▶ Task objective: Look down the entries below and report how many lines hold the string "black"; write nothing else.

Referring expression data

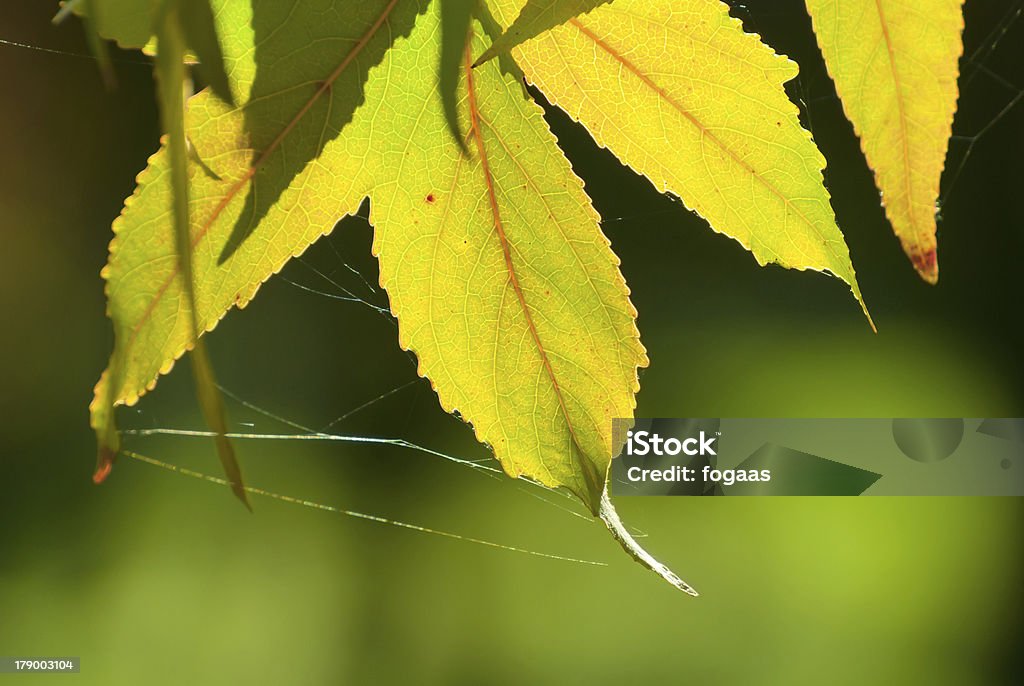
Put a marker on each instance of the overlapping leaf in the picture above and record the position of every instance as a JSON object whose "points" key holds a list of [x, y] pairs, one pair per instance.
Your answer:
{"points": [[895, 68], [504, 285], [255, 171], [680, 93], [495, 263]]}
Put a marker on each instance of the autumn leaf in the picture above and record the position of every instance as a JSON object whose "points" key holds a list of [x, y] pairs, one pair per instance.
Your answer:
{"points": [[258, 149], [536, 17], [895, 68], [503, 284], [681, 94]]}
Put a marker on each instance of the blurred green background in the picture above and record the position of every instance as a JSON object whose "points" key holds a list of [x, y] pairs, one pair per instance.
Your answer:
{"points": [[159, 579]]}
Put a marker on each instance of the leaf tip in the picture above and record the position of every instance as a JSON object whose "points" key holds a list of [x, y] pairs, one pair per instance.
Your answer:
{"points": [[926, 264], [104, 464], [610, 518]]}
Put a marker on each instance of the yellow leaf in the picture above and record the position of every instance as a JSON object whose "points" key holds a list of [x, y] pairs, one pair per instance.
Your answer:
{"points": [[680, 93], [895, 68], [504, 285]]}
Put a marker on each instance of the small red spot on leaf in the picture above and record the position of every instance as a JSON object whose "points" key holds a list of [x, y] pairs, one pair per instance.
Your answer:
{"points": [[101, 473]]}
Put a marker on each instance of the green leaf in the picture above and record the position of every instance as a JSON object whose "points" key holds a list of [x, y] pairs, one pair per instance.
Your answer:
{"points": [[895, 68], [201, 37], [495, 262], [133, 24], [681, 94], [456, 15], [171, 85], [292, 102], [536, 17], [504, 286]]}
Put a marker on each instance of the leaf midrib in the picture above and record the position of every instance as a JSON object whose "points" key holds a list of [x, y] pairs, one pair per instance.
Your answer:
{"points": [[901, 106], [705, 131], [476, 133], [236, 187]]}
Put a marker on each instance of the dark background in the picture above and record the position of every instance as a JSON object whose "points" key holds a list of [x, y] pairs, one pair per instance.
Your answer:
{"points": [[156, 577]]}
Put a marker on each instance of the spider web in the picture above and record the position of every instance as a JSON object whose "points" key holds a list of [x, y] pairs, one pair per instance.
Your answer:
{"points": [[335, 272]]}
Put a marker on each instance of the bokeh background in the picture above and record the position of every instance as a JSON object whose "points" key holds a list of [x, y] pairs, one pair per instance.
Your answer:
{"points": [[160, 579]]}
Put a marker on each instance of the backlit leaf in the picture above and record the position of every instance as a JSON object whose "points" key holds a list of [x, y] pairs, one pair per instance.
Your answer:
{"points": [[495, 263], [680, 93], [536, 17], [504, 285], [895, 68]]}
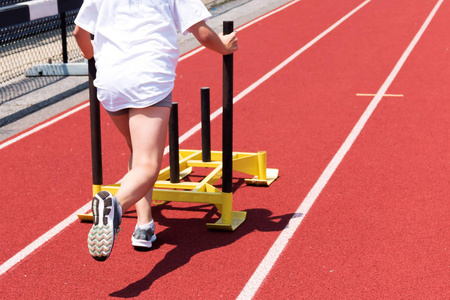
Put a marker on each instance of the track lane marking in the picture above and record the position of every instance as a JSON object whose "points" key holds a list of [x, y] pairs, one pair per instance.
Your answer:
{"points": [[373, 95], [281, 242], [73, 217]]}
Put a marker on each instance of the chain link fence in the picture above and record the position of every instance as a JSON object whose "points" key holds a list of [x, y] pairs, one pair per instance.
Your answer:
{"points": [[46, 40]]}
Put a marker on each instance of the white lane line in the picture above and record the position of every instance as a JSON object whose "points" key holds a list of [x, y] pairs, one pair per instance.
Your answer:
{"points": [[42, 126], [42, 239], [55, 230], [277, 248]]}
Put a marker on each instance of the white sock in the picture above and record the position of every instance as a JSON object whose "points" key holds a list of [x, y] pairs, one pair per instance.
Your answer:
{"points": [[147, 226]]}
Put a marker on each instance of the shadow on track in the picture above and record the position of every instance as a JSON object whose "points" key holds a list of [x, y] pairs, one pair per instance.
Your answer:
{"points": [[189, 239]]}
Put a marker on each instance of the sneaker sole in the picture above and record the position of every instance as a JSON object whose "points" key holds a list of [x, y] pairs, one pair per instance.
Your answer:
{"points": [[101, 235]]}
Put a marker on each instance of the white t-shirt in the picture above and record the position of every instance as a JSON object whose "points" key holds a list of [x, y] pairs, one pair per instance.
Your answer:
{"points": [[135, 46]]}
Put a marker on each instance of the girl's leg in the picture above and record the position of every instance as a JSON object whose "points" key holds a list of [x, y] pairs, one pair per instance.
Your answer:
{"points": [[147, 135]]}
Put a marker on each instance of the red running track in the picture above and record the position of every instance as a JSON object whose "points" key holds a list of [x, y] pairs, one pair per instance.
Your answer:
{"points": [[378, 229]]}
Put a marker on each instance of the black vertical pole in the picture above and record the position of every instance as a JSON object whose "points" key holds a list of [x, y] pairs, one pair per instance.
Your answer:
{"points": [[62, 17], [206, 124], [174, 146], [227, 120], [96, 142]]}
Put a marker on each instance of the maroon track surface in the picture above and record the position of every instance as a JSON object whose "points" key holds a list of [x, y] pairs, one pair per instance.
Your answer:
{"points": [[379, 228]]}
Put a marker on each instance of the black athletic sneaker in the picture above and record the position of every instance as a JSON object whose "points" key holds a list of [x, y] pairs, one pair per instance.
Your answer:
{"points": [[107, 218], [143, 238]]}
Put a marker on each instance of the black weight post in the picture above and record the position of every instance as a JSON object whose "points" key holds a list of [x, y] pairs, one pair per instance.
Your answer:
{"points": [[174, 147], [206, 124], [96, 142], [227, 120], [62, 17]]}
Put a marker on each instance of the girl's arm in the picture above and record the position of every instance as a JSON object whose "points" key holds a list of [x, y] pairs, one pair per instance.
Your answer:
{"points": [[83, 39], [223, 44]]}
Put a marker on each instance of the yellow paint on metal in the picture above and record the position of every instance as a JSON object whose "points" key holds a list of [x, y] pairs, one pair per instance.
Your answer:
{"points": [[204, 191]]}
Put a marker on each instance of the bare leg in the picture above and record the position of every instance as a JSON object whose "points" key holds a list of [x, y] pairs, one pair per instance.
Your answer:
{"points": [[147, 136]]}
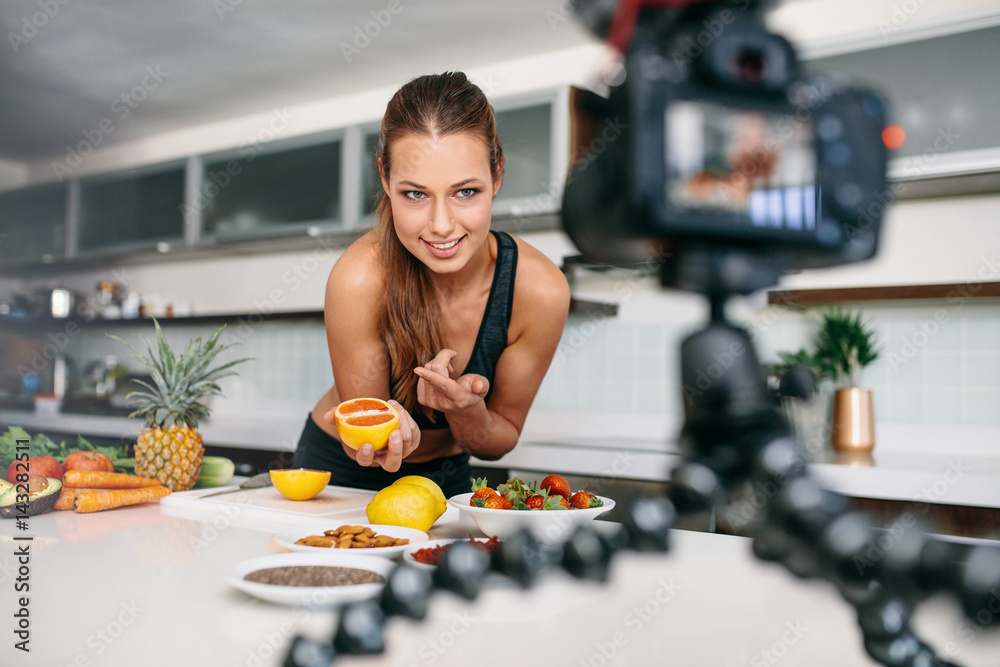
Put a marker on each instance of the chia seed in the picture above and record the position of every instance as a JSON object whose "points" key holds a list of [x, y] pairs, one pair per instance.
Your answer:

▶ Result below: 3